▶ TRY IT: Search the material below for the word "truck" and copy every line in which it occurs.
INPUT MATERIAL: Begin
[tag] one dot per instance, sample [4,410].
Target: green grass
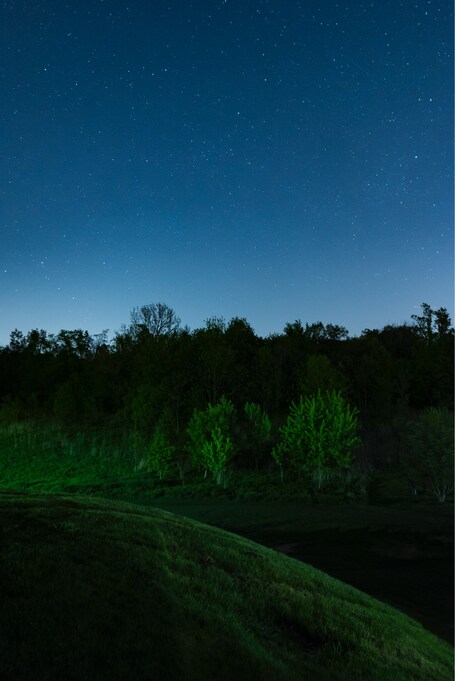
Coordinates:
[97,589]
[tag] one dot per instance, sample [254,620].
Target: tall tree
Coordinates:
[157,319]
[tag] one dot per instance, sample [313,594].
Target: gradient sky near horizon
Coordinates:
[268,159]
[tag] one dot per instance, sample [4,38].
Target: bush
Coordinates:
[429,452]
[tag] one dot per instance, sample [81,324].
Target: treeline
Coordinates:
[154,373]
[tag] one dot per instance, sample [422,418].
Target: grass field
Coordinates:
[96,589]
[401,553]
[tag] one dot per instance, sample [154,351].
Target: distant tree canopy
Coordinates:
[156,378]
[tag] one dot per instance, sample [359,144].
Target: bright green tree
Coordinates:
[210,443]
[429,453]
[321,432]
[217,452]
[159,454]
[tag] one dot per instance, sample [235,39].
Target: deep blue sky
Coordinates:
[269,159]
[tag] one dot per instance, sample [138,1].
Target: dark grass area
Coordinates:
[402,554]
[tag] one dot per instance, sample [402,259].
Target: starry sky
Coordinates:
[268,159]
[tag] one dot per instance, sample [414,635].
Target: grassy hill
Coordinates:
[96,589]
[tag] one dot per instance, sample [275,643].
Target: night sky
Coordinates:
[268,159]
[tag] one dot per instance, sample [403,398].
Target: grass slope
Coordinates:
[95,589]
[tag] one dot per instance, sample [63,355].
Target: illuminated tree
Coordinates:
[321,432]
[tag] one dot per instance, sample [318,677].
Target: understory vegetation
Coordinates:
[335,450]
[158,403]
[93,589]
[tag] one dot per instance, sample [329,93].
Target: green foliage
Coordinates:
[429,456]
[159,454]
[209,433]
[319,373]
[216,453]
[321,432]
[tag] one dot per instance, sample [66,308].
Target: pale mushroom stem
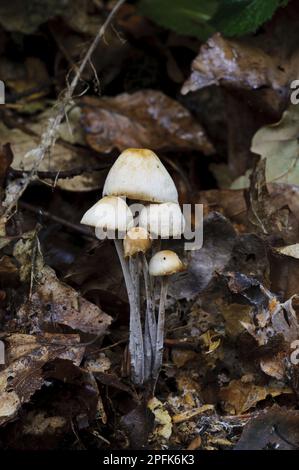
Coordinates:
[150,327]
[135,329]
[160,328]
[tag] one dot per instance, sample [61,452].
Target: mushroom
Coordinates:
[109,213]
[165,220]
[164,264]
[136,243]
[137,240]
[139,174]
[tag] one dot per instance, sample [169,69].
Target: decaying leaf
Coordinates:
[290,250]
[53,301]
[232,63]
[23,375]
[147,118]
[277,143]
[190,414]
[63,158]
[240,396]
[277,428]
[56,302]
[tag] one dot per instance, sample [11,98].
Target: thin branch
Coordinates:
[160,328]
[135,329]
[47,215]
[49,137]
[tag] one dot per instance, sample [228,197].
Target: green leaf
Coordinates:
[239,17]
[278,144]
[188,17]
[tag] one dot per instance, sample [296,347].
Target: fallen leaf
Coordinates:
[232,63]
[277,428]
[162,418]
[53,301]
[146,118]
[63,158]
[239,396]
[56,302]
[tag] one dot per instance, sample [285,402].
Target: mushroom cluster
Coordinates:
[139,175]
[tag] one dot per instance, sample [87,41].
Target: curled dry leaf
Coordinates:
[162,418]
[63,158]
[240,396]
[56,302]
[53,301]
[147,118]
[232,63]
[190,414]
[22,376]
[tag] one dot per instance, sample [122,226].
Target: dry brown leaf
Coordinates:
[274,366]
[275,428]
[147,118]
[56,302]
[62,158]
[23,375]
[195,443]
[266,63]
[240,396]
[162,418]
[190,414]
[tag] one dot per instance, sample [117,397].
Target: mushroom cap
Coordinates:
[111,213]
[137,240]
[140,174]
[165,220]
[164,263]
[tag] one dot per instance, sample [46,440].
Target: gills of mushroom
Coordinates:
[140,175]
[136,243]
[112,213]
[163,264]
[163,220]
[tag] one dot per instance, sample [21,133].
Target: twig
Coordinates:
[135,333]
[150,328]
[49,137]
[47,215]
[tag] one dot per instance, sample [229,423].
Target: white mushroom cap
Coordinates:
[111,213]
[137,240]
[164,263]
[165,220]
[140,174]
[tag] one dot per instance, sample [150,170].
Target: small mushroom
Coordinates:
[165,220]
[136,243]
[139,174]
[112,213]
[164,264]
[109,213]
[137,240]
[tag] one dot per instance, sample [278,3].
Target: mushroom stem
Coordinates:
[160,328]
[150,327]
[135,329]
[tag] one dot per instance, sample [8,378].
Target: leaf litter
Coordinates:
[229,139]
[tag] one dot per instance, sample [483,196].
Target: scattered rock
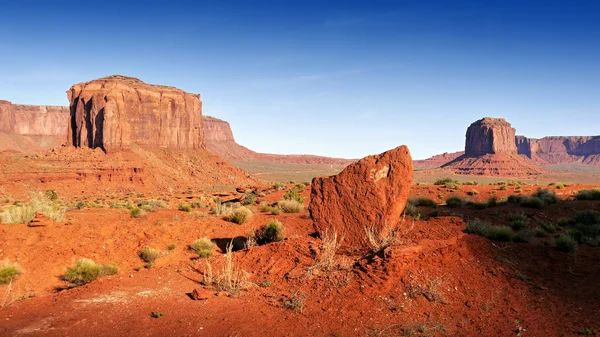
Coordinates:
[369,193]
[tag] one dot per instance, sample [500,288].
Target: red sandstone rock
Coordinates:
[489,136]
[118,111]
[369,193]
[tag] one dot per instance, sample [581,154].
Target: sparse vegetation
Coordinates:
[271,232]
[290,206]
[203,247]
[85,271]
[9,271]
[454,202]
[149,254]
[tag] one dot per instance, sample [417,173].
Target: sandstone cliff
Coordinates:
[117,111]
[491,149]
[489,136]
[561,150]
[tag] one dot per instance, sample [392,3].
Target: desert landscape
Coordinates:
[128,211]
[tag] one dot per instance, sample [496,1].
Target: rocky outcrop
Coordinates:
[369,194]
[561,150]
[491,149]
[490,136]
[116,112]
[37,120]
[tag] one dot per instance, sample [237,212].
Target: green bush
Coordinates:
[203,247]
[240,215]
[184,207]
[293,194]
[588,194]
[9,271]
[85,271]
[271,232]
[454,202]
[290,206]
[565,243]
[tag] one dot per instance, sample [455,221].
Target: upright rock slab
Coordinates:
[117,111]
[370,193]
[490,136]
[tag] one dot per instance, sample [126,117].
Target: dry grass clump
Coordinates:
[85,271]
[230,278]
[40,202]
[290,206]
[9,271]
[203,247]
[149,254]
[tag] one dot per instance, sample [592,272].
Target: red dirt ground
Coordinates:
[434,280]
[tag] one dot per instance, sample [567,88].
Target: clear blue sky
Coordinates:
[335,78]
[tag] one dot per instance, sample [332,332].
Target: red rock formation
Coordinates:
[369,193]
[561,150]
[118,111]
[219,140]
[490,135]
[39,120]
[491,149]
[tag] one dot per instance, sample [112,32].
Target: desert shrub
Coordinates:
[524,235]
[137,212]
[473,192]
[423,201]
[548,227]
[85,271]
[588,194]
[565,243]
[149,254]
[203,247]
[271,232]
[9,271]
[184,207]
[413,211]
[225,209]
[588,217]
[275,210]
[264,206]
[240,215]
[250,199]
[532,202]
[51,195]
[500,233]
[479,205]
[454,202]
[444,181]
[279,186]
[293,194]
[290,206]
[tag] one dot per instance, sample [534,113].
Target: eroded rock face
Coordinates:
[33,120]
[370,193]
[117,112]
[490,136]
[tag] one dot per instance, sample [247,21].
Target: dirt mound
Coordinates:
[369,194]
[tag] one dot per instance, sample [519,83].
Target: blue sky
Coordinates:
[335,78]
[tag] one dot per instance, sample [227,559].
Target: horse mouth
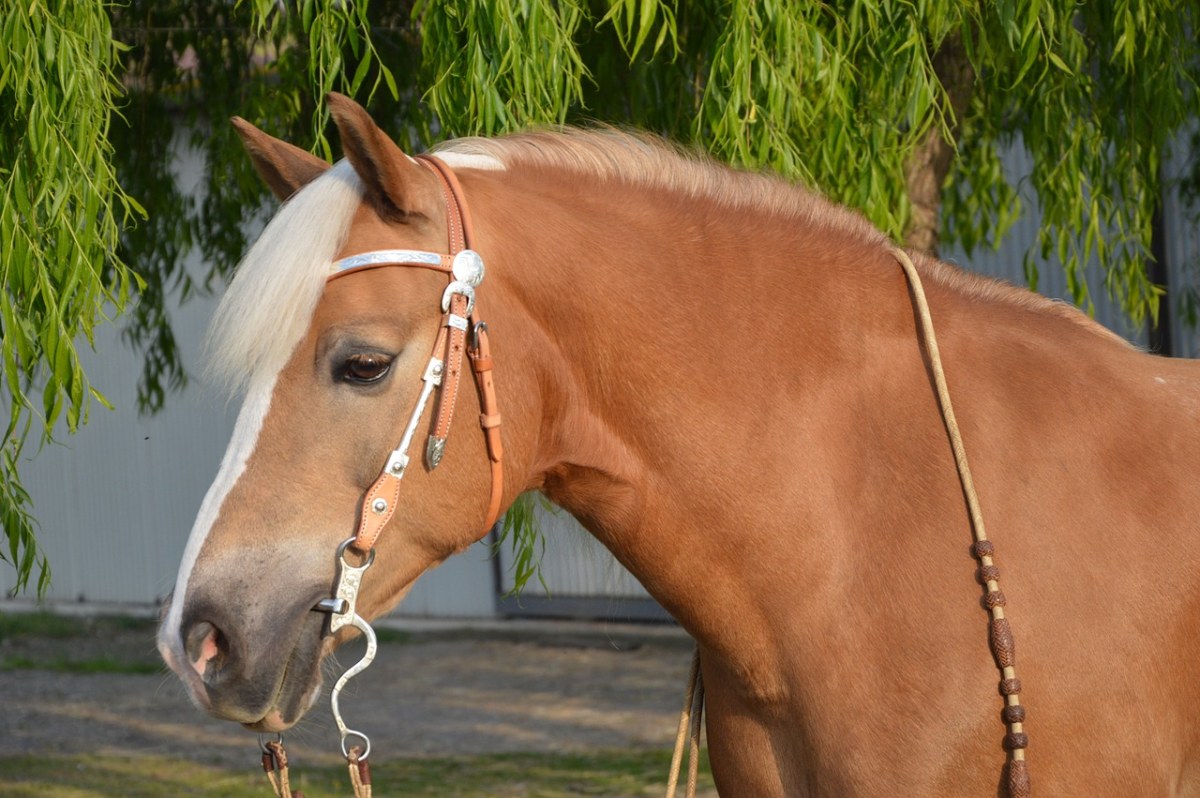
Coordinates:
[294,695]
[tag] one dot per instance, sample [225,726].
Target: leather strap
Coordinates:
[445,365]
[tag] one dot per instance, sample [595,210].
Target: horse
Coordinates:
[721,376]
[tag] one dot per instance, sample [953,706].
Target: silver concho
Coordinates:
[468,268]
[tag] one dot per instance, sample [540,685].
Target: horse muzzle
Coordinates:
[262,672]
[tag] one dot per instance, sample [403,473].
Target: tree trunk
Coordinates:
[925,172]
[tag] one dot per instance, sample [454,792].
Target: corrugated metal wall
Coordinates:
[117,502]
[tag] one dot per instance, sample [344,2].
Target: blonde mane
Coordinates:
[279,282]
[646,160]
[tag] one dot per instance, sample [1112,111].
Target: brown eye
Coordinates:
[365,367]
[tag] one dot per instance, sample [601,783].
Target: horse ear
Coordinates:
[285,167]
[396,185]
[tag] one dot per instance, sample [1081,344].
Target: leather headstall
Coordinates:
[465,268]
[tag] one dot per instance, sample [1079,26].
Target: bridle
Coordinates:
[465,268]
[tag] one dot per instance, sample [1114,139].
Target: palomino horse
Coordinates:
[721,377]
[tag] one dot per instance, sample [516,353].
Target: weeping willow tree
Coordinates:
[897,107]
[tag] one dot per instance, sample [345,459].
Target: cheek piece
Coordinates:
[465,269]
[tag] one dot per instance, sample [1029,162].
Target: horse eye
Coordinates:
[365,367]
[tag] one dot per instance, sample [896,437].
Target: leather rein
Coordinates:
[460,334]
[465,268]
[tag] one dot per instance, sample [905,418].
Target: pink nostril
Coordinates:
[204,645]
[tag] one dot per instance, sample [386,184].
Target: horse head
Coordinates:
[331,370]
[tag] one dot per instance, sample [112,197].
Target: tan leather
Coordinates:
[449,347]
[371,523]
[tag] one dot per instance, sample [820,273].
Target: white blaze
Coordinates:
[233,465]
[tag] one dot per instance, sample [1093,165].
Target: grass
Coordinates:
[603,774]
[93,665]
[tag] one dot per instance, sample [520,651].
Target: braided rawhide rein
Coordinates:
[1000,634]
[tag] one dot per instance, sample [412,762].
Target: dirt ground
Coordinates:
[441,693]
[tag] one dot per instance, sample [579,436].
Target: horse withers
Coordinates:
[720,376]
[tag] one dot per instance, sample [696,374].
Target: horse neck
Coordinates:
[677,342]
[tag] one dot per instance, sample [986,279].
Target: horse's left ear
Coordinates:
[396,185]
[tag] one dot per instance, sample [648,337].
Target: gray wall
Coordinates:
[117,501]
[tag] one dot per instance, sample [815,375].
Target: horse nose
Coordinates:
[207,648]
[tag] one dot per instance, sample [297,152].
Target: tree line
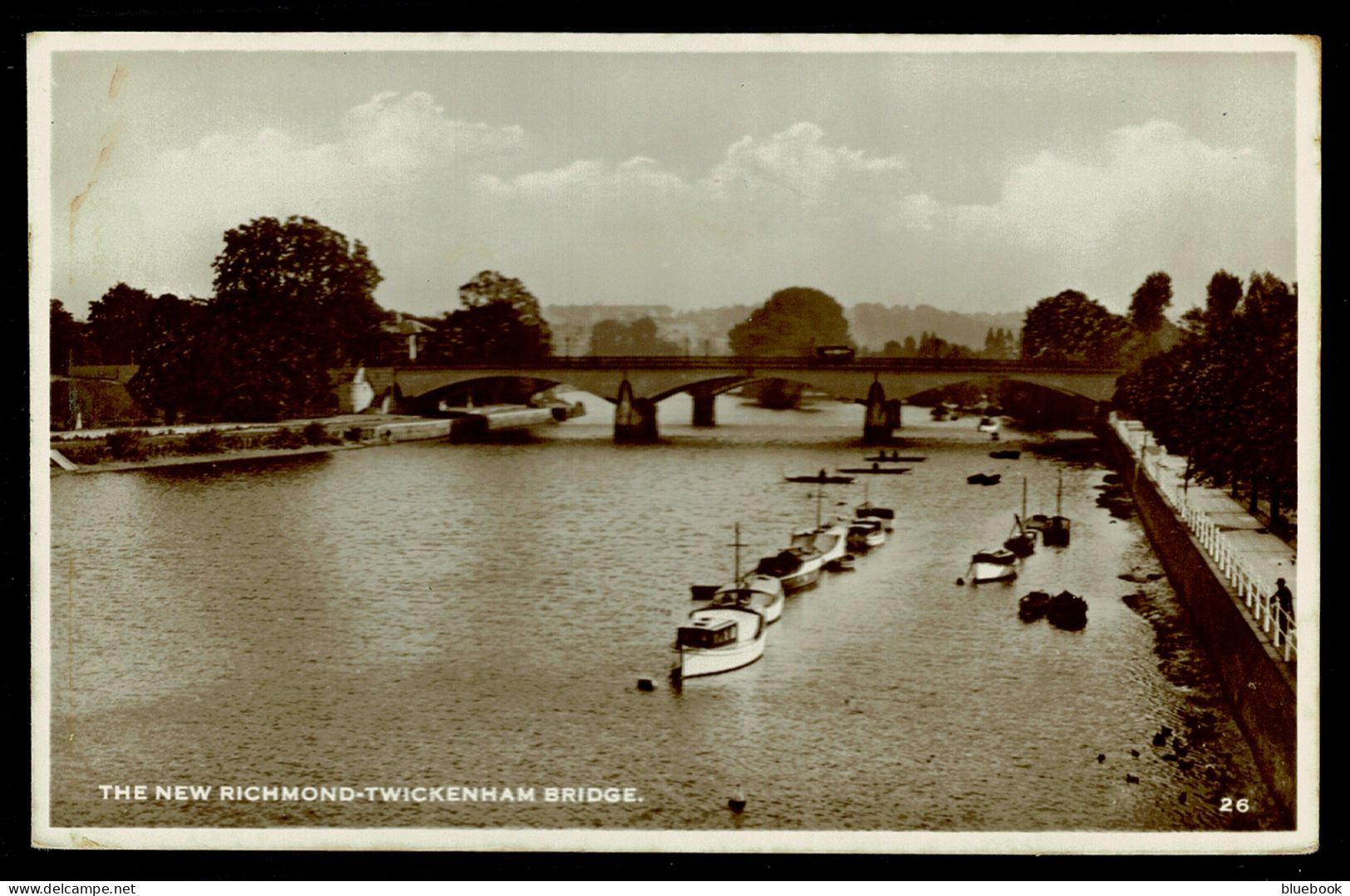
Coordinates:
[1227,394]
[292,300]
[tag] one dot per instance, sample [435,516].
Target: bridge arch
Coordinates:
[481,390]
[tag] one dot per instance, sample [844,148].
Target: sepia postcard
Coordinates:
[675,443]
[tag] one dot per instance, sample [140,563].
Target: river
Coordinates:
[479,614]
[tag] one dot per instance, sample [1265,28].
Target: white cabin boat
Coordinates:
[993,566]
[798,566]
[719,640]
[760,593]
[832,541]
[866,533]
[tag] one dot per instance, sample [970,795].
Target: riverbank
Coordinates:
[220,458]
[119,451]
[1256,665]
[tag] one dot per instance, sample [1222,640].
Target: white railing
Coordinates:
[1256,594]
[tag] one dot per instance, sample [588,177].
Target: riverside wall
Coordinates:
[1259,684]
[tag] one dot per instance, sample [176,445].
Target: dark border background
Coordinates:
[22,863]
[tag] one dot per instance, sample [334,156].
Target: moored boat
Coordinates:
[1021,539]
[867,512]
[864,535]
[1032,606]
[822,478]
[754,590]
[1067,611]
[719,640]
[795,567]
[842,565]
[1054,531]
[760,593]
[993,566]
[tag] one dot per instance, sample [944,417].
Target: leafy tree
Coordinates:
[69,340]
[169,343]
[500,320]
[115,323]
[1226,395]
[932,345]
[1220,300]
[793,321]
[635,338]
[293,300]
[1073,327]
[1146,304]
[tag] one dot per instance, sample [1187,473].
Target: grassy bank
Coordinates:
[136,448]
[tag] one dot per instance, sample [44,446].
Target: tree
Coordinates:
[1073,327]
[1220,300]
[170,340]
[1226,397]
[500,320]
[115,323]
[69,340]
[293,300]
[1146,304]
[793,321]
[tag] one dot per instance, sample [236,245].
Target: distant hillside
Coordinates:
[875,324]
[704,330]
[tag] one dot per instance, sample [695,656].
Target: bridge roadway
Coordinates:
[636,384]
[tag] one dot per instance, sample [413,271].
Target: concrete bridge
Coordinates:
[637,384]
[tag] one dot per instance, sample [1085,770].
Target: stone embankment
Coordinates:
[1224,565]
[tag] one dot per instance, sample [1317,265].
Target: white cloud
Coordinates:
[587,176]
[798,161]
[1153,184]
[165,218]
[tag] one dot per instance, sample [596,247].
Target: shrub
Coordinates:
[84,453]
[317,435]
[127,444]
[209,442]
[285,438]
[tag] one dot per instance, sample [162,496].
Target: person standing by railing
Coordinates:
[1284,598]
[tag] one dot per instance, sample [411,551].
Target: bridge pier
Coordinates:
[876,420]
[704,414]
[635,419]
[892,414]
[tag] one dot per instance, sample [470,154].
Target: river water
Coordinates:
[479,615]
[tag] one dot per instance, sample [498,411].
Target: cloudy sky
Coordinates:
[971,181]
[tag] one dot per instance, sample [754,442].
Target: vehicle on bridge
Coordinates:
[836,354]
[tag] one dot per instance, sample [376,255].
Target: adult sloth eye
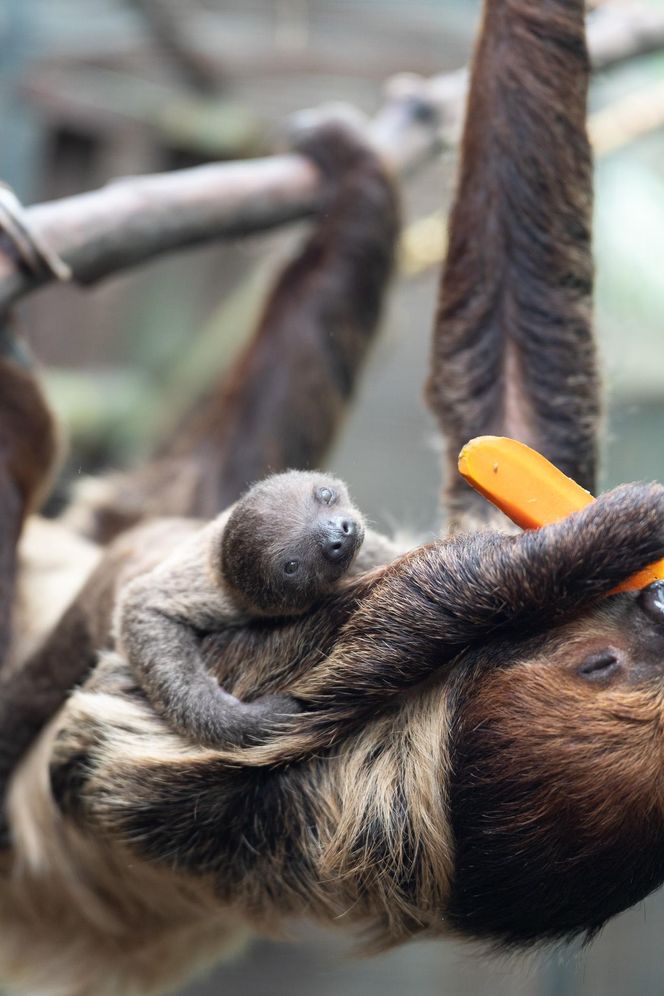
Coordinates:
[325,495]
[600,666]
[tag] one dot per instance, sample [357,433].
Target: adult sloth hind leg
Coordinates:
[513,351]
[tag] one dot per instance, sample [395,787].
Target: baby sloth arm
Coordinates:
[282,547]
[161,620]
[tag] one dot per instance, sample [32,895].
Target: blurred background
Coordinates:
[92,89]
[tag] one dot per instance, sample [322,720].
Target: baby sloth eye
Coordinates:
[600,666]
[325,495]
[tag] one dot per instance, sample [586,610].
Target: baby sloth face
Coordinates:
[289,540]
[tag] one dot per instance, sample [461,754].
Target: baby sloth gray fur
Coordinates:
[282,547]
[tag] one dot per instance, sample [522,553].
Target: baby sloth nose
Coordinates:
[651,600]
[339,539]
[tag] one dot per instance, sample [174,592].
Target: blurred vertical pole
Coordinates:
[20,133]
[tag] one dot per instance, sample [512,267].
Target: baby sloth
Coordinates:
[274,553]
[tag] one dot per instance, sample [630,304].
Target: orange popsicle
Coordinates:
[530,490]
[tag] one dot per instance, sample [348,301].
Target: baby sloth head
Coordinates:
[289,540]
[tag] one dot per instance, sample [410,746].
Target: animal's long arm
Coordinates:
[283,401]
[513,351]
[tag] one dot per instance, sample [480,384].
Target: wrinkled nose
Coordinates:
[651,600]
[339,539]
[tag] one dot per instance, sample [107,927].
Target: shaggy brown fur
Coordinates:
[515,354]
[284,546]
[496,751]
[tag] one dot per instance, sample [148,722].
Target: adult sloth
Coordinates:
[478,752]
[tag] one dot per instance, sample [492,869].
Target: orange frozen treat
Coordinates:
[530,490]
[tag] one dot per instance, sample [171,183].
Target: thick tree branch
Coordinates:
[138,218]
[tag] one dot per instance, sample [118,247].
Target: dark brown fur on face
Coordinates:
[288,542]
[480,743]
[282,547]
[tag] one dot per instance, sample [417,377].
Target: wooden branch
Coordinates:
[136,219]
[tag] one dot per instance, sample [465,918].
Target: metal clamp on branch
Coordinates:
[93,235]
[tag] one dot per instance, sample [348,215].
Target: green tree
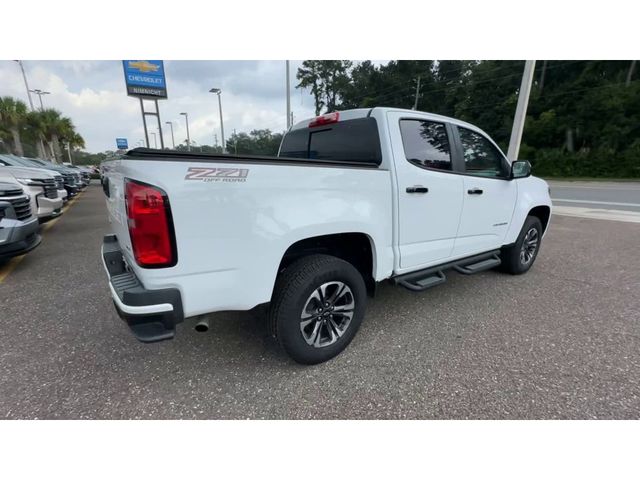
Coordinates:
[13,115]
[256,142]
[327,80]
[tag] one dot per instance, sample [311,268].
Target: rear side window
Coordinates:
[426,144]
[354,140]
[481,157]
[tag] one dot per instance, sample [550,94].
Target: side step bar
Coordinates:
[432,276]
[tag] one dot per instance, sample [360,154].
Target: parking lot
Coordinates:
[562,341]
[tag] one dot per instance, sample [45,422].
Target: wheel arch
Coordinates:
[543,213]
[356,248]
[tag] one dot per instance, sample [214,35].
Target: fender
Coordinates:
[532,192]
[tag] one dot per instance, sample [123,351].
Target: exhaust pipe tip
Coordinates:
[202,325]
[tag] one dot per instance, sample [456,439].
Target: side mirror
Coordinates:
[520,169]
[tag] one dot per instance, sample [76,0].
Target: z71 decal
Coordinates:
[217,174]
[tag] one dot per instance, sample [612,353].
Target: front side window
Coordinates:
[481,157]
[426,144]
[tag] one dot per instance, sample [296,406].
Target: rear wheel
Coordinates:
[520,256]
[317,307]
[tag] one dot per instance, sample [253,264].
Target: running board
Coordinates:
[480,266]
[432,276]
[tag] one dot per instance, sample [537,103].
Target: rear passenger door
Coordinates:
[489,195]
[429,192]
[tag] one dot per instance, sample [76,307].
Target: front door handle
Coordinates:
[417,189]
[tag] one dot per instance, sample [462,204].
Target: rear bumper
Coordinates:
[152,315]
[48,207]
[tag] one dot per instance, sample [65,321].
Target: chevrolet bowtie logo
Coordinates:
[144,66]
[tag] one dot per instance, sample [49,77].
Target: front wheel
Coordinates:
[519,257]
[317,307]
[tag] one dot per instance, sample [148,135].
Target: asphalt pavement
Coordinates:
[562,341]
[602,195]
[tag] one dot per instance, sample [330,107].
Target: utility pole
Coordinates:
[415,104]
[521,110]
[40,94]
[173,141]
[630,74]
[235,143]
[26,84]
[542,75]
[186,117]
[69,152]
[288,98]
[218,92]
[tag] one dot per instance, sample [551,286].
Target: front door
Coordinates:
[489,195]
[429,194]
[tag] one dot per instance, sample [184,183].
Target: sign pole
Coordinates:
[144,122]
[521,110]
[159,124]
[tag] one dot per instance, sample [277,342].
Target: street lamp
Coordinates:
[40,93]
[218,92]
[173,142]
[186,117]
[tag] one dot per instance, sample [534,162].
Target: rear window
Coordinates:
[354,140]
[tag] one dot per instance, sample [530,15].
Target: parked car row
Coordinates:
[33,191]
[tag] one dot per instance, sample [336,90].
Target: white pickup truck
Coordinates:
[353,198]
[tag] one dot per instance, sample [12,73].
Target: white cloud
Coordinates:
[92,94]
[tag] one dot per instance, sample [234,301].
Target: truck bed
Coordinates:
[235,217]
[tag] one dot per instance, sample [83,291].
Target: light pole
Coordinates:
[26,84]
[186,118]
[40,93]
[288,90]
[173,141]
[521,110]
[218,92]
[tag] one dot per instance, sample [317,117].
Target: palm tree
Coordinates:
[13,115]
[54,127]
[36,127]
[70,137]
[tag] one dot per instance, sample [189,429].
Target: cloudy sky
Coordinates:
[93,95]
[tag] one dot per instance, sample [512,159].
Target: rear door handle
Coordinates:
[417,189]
INPUT MATERIAL: End
▶ RESPONSE TO THIS EXERCISE:
Target: white pickup truck
Target: truck bed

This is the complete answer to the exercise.